**Task instructions**.
Copy every one of the records below line for line, without altering a single character.

-- Start of Records provided --

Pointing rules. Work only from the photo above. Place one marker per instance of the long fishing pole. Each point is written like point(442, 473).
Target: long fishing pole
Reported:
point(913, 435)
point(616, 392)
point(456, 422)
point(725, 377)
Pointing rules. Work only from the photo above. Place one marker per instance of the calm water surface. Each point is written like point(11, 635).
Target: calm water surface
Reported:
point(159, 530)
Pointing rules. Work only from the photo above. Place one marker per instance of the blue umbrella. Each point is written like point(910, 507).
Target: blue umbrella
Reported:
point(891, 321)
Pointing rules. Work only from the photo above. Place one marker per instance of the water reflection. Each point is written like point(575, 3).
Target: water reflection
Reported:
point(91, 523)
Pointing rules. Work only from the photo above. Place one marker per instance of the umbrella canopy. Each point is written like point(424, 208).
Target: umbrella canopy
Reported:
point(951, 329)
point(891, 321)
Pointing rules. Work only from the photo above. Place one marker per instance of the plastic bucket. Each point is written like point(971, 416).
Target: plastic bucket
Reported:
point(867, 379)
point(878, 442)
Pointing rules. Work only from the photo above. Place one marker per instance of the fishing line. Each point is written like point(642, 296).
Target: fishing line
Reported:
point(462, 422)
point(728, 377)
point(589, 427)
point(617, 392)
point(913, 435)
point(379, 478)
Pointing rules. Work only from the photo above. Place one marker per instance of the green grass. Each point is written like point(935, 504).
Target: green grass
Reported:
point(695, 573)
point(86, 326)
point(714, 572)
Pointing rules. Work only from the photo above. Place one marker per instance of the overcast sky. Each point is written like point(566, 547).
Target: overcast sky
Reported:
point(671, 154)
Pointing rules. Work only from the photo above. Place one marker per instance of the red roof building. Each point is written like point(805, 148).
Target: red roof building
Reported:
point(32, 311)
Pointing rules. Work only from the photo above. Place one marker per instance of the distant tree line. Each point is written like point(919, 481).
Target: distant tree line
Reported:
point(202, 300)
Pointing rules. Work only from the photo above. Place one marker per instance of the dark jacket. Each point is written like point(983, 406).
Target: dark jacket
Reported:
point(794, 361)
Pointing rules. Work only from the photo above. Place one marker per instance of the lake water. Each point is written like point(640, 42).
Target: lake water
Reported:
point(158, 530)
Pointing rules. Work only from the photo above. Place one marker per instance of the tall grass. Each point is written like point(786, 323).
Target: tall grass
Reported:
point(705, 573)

-- End of Records provided --

**Reply to the task**.
Pointing rules. Work only from the photo above. Place one marker per instance of the long fishing pole. Each point is written like point(442, 473).
Target: long fishing pole
Reported:
point(913, 435)
point(616, 392)
point(456, 422)
point(725, 377)
Pointing rules. Work only from the photo above. Place one marker per instance of the calm water surface. Each point is written like point(11, 635).
Target: calm water surface
Reported:
point(159, 530)
Pointing rules. Work only from the photo above. Place one marker per instance of the blue umbrella. Each point is written like point(910, 507).
Target: blue umbrella
Reported:
point(891, 321)
Pointing rules. Work only from the photo above. Place one marker per instance of the water reflection. Each point is written like point(575, 3).
Target: water reflection
Reported:
point(91, 523)
Pointing rules. Work only from the photo above. Place one marker per instance of the umbrella canopy. Each point is written like point(424, 208).
Target: umbrella canopy
Reported:
point(951, 329)
point(891, 321)
Pointing rules. Work only from the photo above. Place one marker per instance of the plastic bucket. Each point is written like point(971, 416).
Target: plastic bucket
Reported:
point(867, 379)
point(878, 442)
Pointing rules. Work only from the photo above. Place one marker per instance of the fishing line. Each point is written like point(642, 296).
Target: fishing line
Reported:
point(462, 422)
point(728, 377)
point(589, 427)
point(617, 392)
point(913, 435)
point(379, 478)
Pointing rules. Work only from the photo above. Place one marker per instance of the green grass. Each point is written like point(935, 504).
Target: green grass
Reported:
point(695, 573)
point(86, 326)
point(714, 572)
Pointing rules. Work only from the photo above. Place one marker per instance of the overcast sky. Each point is written like point(566, 547).
Target: overcast sky
Reported:
point(671, 154)
Pointing rules. Work only from the photo above. Place one marker per instance of the red roof building. Each point is written like point(805, 148).
Target: red roof building
Reported:
point(32, 311)
Pointing rules. Work only from the photo above. Place one marker per instance of the distant tree line. Each point is written like point(919, 481).
Target: distant tree line
Reported:
point(202, 300)
Pointing rules. Work only from the photo above. Place one marker per instance of the dark jacket. Each point is written like point(983, 406).
Target: dark jacket
Reported:
point(794, 361)
Pointing rules. Work only from the photo above. Place one marker per instance of the lake water. Each point is written like point(640, 42).
Target: lake water
Reported:
point(158, 530)
Pointing rules. Work only from the photo above. Place one marker per instance of the tall grass. Each point is written like point(786, 323).
Target: tall grass
Reported:
point(705, 573)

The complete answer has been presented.